_MATERIAL FOR THE TASK_
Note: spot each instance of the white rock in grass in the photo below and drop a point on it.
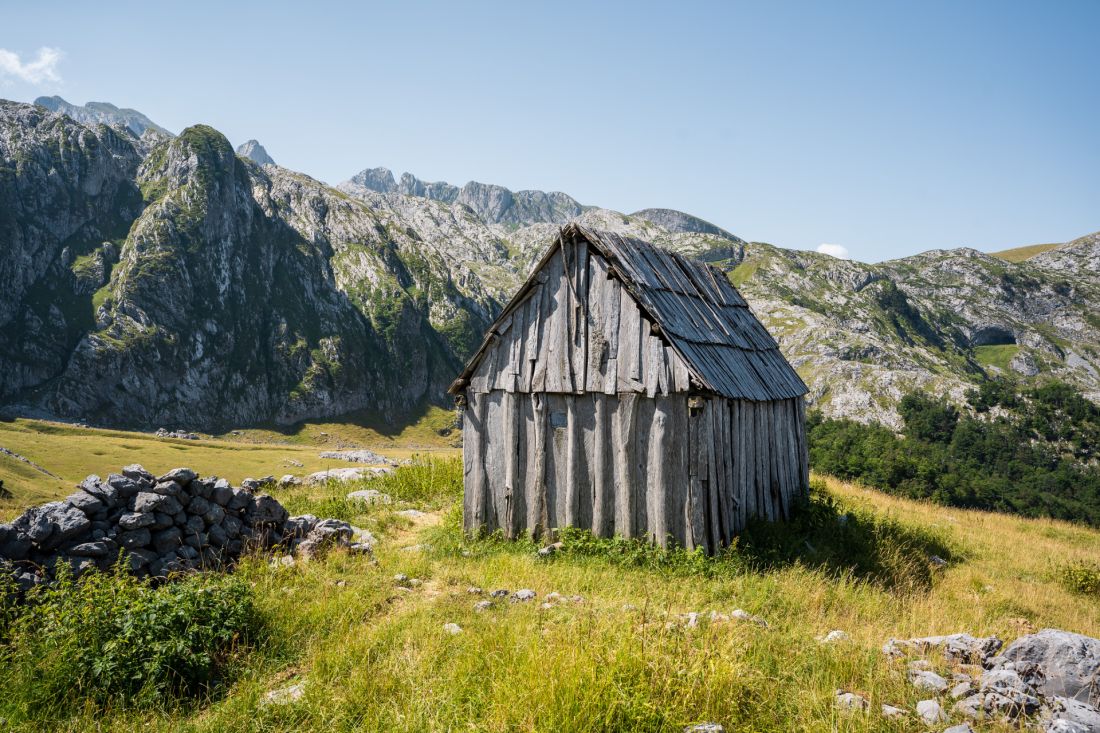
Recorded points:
(286, 695)
(370, 496)
(745, 615)
(851, 701)
(931, 712)
(890, 711)
(963, 728)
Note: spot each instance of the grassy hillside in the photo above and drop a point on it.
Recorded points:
(69, 452)
(373, 656)
(1021, 253)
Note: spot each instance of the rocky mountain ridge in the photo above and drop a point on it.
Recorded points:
(154, 280)
(254, 152)
(102, 112)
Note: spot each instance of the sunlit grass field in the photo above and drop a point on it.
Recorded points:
(70, 452)
(373, 656)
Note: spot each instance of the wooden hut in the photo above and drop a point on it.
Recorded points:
(629, 391)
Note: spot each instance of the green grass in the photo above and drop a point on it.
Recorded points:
(72, 452)
(744, 272)
(998, 356)
(373, 657)
(1021, 253)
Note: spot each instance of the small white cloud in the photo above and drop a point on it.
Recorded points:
(834, 251)
(43, 68)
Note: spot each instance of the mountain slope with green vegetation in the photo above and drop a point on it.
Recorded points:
(353, 643)
(1030, 451)
(193, 288)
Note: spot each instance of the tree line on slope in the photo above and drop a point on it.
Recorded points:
(1025, 450)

_INSTRUCTION_
Return all of the material above word for word, but leave out the pictures.

_EXERCISE SOLUTION_
Note: spot each instance of the white rock in grass in the photo below and drop a point on it.
Recorded points:
(286, 695)
(370, 496)
(745, 615)
(851, 701)
(931, 712)
(890, 711)
(963, 728)
Note: spot each instance of the grassy hillside in the photo above and drop a point on it.
Recorded points:
(69, 452)
(373, 656)
(1021, 253)
Note: spot each instance of the rocky mountain ridge in the photo above and drop a point on it.
Recorded points:
(154, 280)
(254, 152)
(102, 112)
Note: spot each instance of the sunlit grass field in the photo above and drop a point on it.
Recorded points:
(70, 452)
(373, 656)
Note: spot each instance of the wooden hut in the photo above and drop a point on it.
Recorded points:
(629, 391)
Note: spot each instance of the green grass in the photo above and drop a point on it.
Recorded points:
(72, 452)
(744, 272)
(998, 356)
(373, 657)
(1021, 253)
Note: spot each instance of the small white cloud in the photo above and drop a point on it.
Recorded points:
(834, 251)
(43, 68)
Note: spot each instance of the mountain slope with green vegetation in the photo above and drop a point on it.
Recorded points:
(353, 643)
(1030, 451)
(193, 288)
Note: spot each instance of the tree line on slope in the photo above and drop a point on it.
Recorded points:
(1025, 450)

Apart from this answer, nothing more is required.